___ Extracted entries

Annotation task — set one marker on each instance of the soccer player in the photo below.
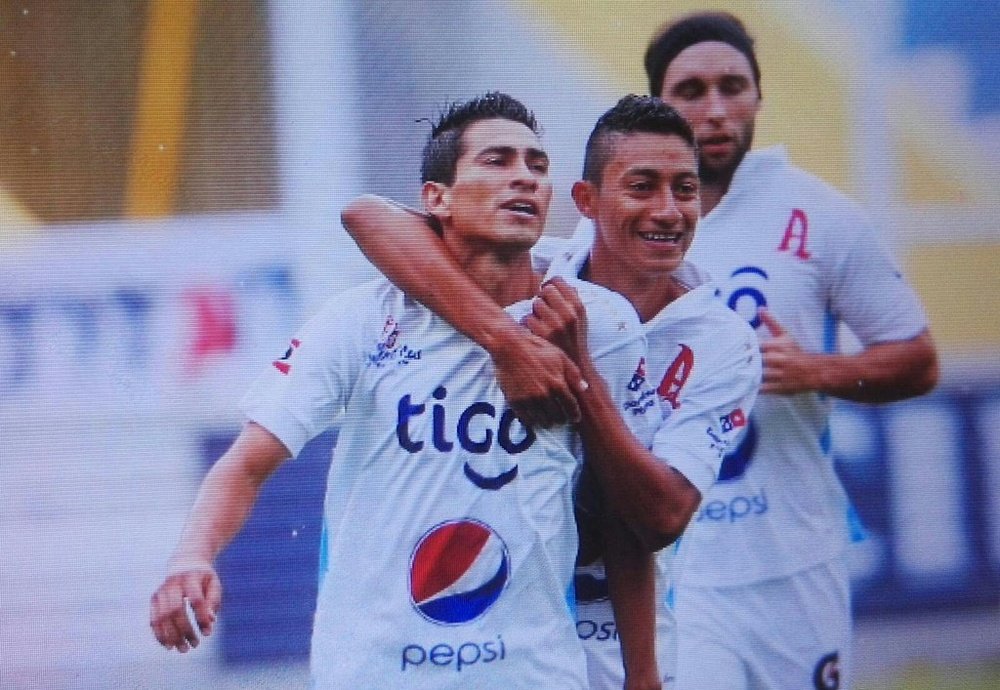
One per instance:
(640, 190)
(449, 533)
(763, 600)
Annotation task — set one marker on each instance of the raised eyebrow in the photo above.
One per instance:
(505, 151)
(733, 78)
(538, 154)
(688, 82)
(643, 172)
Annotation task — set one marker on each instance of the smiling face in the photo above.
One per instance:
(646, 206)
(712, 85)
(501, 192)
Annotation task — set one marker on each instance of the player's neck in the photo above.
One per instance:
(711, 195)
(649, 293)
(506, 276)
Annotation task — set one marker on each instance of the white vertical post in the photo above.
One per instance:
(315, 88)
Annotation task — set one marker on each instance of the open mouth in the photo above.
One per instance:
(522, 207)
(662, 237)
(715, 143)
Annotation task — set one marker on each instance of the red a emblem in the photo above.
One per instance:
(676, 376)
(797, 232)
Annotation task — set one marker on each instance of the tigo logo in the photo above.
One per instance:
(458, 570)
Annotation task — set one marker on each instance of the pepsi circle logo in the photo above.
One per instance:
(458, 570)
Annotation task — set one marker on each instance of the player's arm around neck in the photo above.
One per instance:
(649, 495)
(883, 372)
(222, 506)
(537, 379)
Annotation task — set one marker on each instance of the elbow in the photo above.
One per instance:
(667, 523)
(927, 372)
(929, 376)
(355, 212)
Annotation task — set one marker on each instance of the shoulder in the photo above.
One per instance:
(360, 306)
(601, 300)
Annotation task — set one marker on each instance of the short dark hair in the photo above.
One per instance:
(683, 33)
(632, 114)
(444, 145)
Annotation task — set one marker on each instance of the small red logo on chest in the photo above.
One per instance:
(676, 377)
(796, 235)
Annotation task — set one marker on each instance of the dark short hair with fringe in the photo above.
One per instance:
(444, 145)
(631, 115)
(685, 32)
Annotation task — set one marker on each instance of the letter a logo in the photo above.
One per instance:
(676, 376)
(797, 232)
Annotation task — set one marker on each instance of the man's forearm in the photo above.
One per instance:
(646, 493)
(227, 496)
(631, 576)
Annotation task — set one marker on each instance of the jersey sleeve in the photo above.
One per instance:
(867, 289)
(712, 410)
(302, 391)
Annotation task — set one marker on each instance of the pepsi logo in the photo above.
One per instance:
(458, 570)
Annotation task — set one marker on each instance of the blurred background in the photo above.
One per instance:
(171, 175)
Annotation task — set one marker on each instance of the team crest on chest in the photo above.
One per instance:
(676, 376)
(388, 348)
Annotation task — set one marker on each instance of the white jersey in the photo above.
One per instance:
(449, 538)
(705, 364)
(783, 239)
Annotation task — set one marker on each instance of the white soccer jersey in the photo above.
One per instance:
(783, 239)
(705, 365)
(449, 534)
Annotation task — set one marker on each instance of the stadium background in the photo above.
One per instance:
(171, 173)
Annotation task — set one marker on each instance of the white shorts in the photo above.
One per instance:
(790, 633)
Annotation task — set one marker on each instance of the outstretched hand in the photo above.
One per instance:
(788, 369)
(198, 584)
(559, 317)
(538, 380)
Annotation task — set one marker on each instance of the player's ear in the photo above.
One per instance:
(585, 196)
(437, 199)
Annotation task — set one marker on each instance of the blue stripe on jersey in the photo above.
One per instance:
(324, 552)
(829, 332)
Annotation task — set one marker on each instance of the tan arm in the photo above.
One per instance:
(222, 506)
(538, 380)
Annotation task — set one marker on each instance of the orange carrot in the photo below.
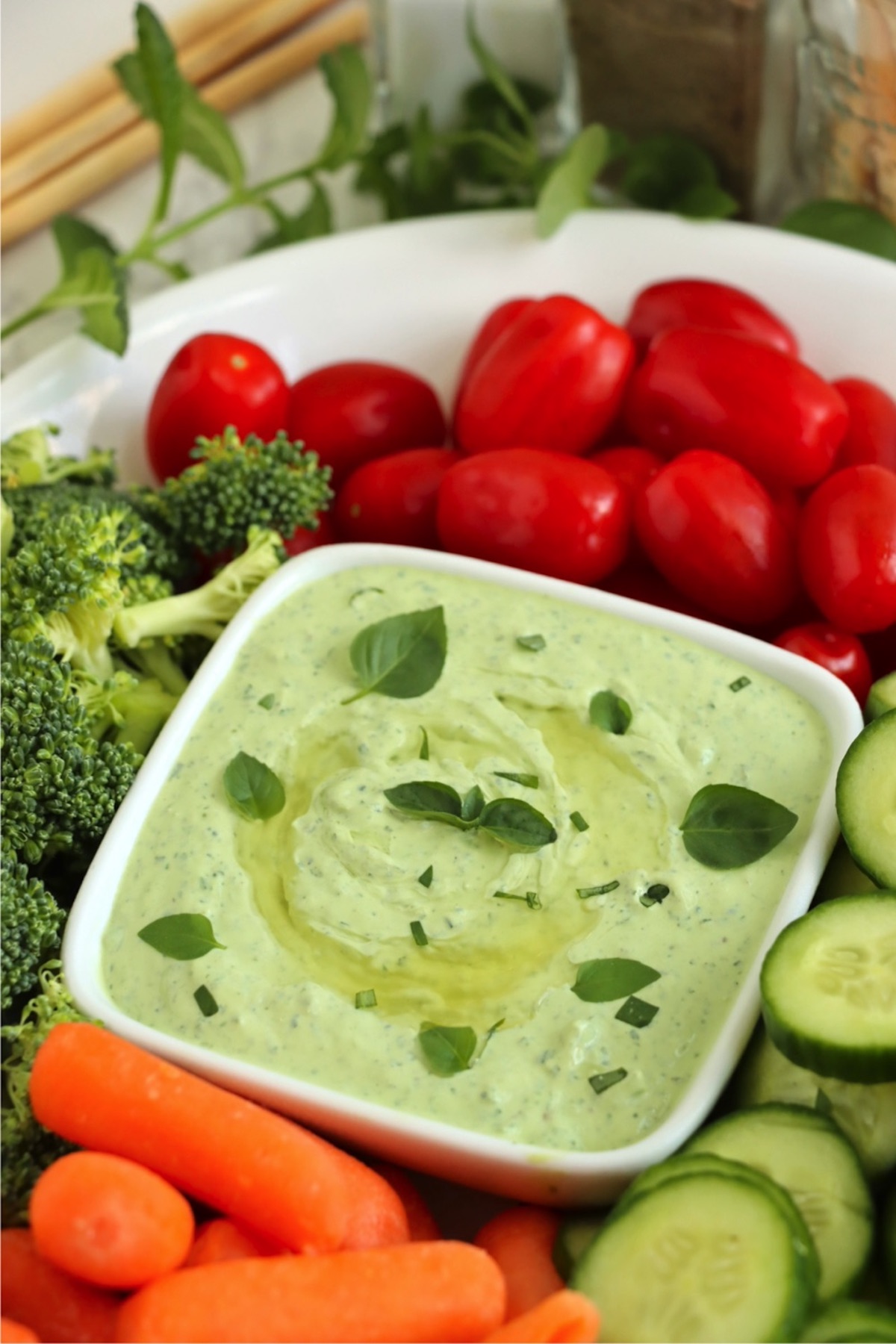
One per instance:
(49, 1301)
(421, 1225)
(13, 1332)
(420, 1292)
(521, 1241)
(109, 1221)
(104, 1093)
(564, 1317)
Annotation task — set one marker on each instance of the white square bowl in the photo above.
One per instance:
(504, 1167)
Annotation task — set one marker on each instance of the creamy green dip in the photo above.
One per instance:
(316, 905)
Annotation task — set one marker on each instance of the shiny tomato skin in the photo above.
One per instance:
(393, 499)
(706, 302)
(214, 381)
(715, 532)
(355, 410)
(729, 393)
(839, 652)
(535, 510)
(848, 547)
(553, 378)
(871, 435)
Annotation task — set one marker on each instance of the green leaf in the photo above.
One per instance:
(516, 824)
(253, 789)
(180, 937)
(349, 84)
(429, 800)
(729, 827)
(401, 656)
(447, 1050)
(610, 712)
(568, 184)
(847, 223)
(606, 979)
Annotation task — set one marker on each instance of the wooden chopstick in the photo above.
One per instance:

______

Copy all of the material above word for word, leaving the pictures out.

◆ **Response to this exercise**
Annotation task — set one marker on each instance of the soccer player in the photo below.
One per instance:
(640, 190)
(449, 533)
(763, 600)
Annotation task — set one marker on each instance of the raised eyebrow in the photo above.
One per instance:
(505, 151)
(733, 78)
(538, 154)
(688, 82)
(643, 172)
Annotation task — set one marker on each instance of the smiling face in the photo above.
One per instance:
(646, 206)
(712, 85)
(501, 192)
Annotation task — set one marker on each instance of the player's neck in the photo above.
One per instance:
(711, 195)
(649, 293)
(506, 276)
Annotation task — set one marker on each instance of the white vertical post in the photo above.
One per instance:
(315, 88)
Annotation task — set one marker on each instance of the open mouth in the photo above.
One per instance:
(522, 207)
(662, 237)
(715, 143)
Annotation task — set one marker on each instance of the red a emblem in the photo above.
One per instance:
(676, 376)
(797, 232)
Annotation task — set one marker on each instance of the tigo logo in the photo above.
One per instance:
(458, 570)
Annotation task — set one marker on each instance of the pepsi circle logo in the photo above.
One per instance:
(458, 570)
Annotation task — set one marker on each instance of the player's arm around neck in the photo above.
One per instance:
(649, 495)
(883, 372)
(222, 506)
(537, 379)
Annotation task — set one marker on each instance of the elbow in the photo above.
One per instance:
(667, 523)
(927, 372)
(929, 376)
(355, 212)
Annotation task — set one marker on each instance of the shoulder in the photo above.
One per instance:
(360, 306)
(601, 300)
Annotation task — set one marker on each instance of the short dark hair in the photo above.
One per instance:
(683, 33)
(632, 114)
(444, 145)
Annotation task — set one marker on each instance of the small red logo on chest in the photo above.
One per instance:
(676, 377)
(796, 235)
Annotation task — set one marker on each instance of the dark short hair with fringe in the photo above.
One per instance:
(444, 145)
(631, 115)
(685, 32)
Annotation task — set one marker on each instance of the letter a logo in the photo above.
One per instance:
(676, 376)
(797, 232)
Annotation task — set one marker on each instance of the man's forearm in the photo above.
One per instance:
(646, 493)
(227, 496)
(631, 576)
Annotation task — set one marker on each instance of the jersey sleeve in the photo above.
One per instance:
(867, 289)
(712, 410)
(302, 391)
Annotation task — set one marker on each instance of the pepsi logo in the photo above.
One per instance:
(458, 570)
Annotation task — set one marker on each instance of the blurred background in the photo above.
One per instance:
(171, 175)
Annotation task — set one marker on each instance of the team crest on chest in the photo above.
One per instance:
(676, 376)
(388, 348)
Annotation task — set one marker on each instance of the white jersey in the photo above.
One per instance:
(449, 538)
(705, 364)
(783, 239)
Annotation task — set one marker on each instance of the white soccer jersey in the photo above.
One per instance:
(783, 239)
(705, 365)
(449, 534)
Annotation task — set one marker on each instance of the stadium background in the photo above.
One per instance:
(171, 173)
Annotation task — set one marker on each instance of the white shorts in the photo above.
One per instance:
(790, 633)
Annotation task — set one marker on each instance of the outstretched hand in the photo above.
One per instance:
(788, 369)
(198, 584)
(559, 317)
(538, 380)
Annotation task — set one marker on each instance of the player's ear in the photo above.
One per instance:
(585, 196)
(437, 199)
Annotation task — set one marker on each instance of the blue stripe on jersey in the photo above.
One per instance:
(324, 552)
(829, 332)
Annotation task — set one marker on each instance of the tan arm in the photo above.
One per instance:
(222, 506)
(538, 380)
Annotation task — set one marker on each instance of the orange carrot in the photo below.
One per instance:
(49, 1301)
(421, 1225)
(13, 1332)
(420, 1292)
(521, 1241)
(109, 1221)
(104, 1093)
(564, 1317)
Annotation task — set one marker on each instance of the white square bowl in the photo above.
One per instance:
(504, 1167)
Annotation task — set one marker on each instance of the creamy green dip in the photo above.
One per instance:
(316, 905)
Annotation task — set one marker on each instance of the shiny tomato skin in the photo above.
One per instance:
(393, 499)
(706, 302)
(214, 381)
(715, 532)
(355, 410)
(729, 393)
(839, 652)
(535, 510)
(848, 547)
(553, 378)
(871, 435)
Annotation task — set one marker on each instance of the green leaf in the photo above.
One per instance:
(516, 824)
(253, 789)
(180, 937)
(349, 84)
(429, 800)
(729, 827)
(401, 656)
(447, 1050)
(610, 712)
(568, 184)
(847, 223)
(606, 979)
Annotation task — set one marker on each instance of the wooden chopstick in the photo above.
One per instance:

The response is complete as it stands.